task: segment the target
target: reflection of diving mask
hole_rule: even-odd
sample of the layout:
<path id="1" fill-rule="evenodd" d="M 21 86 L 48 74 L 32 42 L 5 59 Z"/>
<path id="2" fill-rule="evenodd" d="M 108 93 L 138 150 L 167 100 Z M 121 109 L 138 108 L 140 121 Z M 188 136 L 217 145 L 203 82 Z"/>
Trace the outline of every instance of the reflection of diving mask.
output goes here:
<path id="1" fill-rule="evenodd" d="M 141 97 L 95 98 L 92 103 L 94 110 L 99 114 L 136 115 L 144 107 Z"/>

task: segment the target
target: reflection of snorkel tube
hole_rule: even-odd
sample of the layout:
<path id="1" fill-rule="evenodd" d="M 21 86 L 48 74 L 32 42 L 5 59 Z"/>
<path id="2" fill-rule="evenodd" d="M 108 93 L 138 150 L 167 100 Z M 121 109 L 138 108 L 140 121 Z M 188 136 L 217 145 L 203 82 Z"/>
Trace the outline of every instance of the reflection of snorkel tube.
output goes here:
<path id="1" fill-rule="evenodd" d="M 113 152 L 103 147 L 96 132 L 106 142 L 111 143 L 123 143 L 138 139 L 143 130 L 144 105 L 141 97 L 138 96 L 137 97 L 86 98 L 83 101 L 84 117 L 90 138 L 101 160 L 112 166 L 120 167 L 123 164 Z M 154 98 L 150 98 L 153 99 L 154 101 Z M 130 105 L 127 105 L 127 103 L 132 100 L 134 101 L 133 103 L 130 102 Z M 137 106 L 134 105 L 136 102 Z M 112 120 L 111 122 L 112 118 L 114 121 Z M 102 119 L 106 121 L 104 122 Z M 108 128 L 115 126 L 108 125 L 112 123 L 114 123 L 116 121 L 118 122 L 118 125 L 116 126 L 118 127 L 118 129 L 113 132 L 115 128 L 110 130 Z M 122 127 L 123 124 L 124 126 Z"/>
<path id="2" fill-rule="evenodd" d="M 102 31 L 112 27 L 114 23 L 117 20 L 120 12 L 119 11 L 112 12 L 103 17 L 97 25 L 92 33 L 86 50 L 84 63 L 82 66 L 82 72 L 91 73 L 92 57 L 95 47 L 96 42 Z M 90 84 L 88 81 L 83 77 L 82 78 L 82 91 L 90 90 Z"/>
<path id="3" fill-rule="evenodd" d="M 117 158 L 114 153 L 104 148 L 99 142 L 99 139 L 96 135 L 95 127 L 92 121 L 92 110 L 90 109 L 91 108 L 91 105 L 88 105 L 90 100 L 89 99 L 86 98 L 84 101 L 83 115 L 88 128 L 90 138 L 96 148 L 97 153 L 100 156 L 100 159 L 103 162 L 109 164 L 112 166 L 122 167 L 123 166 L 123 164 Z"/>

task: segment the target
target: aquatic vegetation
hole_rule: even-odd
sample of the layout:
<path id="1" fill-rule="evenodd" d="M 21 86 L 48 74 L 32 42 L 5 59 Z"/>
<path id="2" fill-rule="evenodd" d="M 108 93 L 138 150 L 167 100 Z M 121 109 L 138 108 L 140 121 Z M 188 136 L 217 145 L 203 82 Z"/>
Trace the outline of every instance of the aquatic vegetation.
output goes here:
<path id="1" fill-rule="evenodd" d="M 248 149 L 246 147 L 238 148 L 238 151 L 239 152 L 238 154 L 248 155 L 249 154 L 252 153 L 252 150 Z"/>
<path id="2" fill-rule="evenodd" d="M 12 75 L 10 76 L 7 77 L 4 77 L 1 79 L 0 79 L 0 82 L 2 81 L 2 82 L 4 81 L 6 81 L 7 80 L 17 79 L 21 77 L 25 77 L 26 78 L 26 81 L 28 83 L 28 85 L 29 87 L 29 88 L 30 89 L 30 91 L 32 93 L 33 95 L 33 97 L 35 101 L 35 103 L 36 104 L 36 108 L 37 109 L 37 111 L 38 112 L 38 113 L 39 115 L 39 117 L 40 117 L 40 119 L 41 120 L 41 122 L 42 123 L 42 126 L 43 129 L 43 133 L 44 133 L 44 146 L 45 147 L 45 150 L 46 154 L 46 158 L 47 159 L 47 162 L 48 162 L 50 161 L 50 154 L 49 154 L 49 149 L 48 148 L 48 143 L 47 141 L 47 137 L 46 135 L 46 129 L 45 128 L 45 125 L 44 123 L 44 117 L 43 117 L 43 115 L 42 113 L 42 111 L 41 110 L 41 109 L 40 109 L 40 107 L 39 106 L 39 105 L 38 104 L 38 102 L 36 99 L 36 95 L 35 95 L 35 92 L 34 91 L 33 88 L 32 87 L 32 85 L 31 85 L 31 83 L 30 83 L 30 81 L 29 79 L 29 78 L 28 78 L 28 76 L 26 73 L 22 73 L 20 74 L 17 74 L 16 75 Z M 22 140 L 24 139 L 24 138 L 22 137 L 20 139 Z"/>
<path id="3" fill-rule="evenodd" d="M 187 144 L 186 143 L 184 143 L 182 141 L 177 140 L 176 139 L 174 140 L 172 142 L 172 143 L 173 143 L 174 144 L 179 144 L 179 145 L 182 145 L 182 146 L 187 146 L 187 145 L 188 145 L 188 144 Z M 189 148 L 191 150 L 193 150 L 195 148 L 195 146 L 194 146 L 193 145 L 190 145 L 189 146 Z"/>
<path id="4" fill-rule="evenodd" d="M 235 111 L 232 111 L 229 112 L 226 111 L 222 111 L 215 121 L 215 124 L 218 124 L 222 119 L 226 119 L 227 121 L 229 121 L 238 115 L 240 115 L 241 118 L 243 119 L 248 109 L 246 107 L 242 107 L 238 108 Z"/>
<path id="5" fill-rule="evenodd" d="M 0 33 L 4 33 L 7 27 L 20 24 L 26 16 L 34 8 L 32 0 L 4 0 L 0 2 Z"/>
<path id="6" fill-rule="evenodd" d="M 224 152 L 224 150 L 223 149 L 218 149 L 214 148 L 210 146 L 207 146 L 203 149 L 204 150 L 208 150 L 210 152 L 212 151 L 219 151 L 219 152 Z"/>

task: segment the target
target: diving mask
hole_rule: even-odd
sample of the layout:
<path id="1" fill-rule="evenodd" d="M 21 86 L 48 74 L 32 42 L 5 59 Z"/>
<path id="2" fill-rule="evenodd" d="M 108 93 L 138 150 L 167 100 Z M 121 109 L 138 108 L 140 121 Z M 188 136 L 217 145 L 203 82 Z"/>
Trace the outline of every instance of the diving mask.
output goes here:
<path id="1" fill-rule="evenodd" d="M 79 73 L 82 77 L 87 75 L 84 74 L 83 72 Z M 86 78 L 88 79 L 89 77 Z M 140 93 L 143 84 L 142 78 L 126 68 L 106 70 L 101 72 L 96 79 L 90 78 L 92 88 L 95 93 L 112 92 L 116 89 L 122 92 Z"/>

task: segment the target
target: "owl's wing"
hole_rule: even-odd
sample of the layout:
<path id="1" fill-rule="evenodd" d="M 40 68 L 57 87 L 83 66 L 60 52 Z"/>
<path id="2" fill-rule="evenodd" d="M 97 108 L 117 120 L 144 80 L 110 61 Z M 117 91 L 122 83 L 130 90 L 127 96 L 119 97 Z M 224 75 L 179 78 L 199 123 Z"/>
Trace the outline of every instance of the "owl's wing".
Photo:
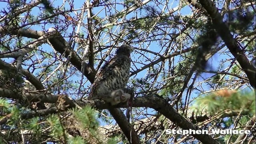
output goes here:
<path id="1" fill-rule="evenodd" d="M 91 91 L 88 97 L 88 100 L 97 99 L 97 98 L 94 97 L 96 96 L 94 96 L 96 90 L 98 89 L 100 84 L 107 80 L 108 78 L 110 78 L 110 76 L 113 75 L 114 69 L 121 66 L 123 61 L 125 60 L 125 57 L 124 57 L 125 56 L 114 56 L 106 63 L 97 73 L 94 81 L 92 85 Z"/>

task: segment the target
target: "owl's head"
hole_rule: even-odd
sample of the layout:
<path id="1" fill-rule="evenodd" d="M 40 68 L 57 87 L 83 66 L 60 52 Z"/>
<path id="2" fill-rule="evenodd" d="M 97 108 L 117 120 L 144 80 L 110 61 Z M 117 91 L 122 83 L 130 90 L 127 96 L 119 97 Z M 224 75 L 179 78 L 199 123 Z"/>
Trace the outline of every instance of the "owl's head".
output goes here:
<path id="1" fill-rule="evenodd" d="M 130 46 L 124 44 L 121 46 L 116 51 L 116 54 L 130 55 L 132 52 L 133 48 Z"/>

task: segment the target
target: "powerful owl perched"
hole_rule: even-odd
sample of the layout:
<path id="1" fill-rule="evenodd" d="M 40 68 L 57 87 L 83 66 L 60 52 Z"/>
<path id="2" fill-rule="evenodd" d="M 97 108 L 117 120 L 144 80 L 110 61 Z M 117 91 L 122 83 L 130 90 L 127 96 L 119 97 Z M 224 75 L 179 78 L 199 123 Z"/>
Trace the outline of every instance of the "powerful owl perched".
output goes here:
◆ ◆ ◆ ◆ ◆
Swap "diving mask" for "swim goggles" in everything from the start of the material down to the line containing "141 97 L 95", and reproduce those lines with no other change.

▶ Response to this task:
task: segment the target
target: reflection of swim goggles
hole_rule: even-odd
sample of the layout:
<path id="1" fill-rule="evenodd" d="M 21 86 L 48 74 L 32 42 L 5 59 Z"/>
<path id="2" fill-rule="evenodd" d="M 108 93 L 138 150 L 167 100 Z M 121 109 L 138 108 L 140 121 Z M 188 136 L 217 145 L 203 82 Z"/>
Trace the outline of every instance of the reflection of swim goggles.
output goes here:
<path id="1" fill-rule="evenodd" d="M 141 97 L 95 98 L 92 103 L 94 110 L 99 114 L 136 115 L 144 107 Z"/>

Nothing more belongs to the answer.